_TEXT SECTION_.
********

I can scarcely tell you how deeply I am moved. But who shall judge them, other than Martin, I do not know. Since the gospel is at stake, arrangements should be made for them to meet with him. They wish it. I would not have written to if the matter were not so important. We must beware lest we resist the Spirit of God, and also lest we be possessed by the devil.

In his letters from the Wartburg, Luther rejected the idea of a disputation with ‘the prophets’ on religious grounds, because they talked to glibly:

Those who are expert in spiritual things have gone through the valley of the shadow. When these men talk of sweetness and of being transported to the third heaven, do not believe them. Divine Majesty does not speak directly to men. God is a consuming fire, and the dreams and visions of the saints are terrible… Prove the spirits; and if you are not able to do so, then take the advice of Gamaliel, and wait.

I am sure that we can restrain these firebrands without the sword. I hope the Prince will not imbrue his hands in their blood. I see no reason why on their account I should come home.

********

_WRITTEN TASKS_.
- 1) List every human being mentioned by name in the passage about Luther and the prophets.
- 2) Identify each line in the listing that contains the string "receive". Case counts.

_GIVEN INFORMATION_.
********

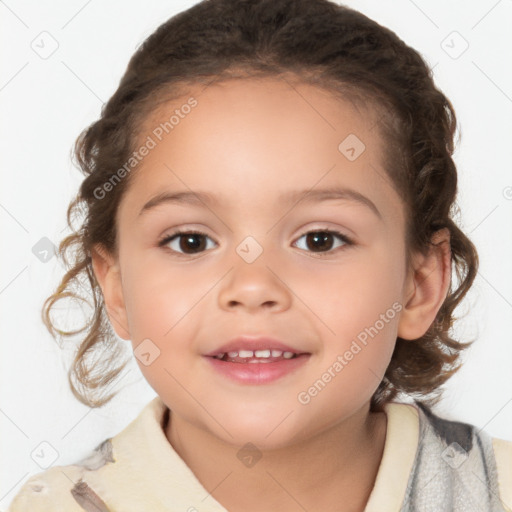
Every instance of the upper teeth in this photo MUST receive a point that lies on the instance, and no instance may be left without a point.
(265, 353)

********

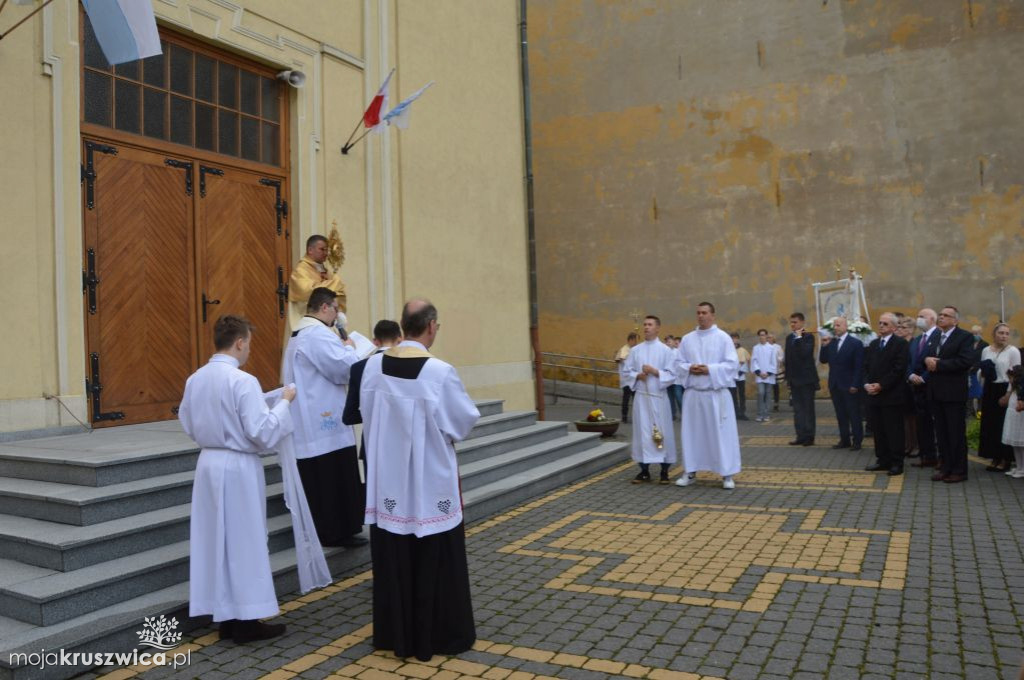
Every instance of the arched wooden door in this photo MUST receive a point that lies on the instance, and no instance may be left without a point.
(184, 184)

********

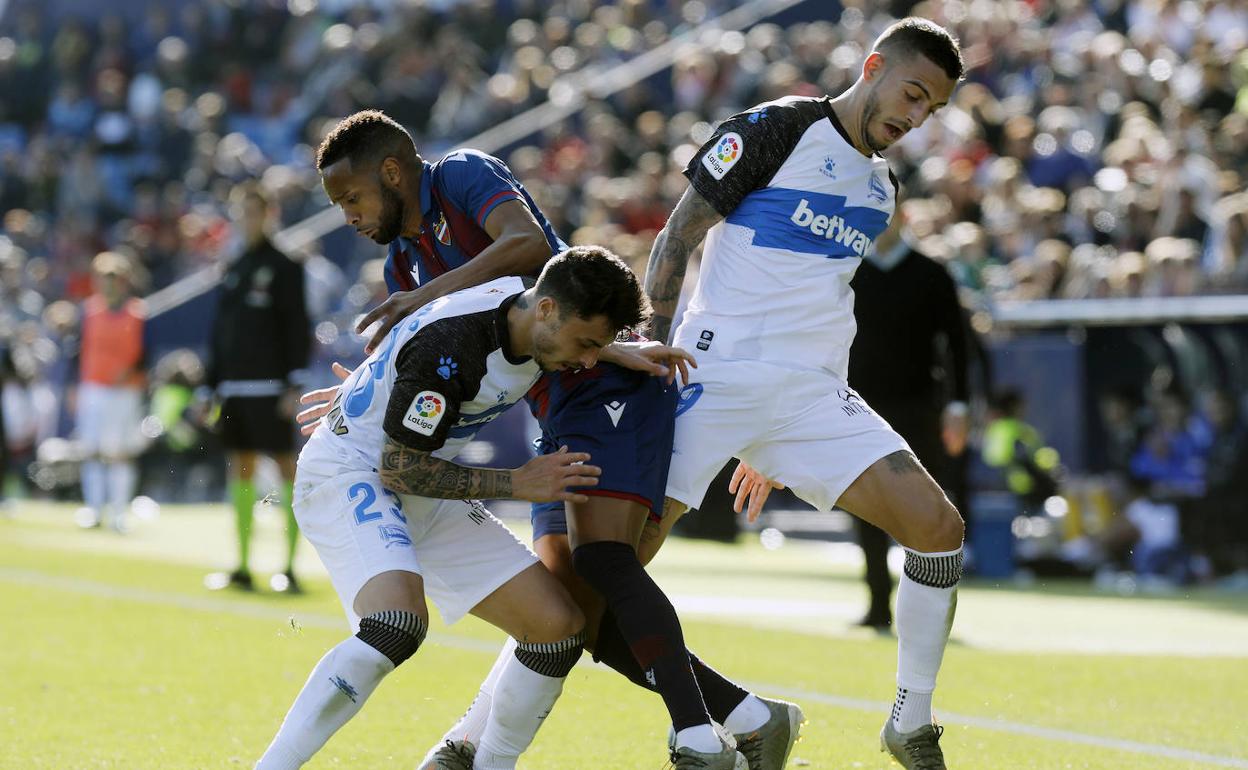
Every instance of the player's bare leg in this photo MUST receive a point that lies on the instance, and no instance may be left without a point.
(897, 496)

********

_ANSWERS_.
- 1) Martin, Luther, Gamaliel

- 2)
Every instance of the upper teeth in this photo MUST receive a point that lies on the instance, and no instance may be left without a point.
Every instance of the arched wooden door in this photo MUST receive a point that lies on the instance, and no instance may be left without a point.
Every instance of the player's bare leg in this photo MUST receive a point that lies on the instance, and no instance may be left without a point.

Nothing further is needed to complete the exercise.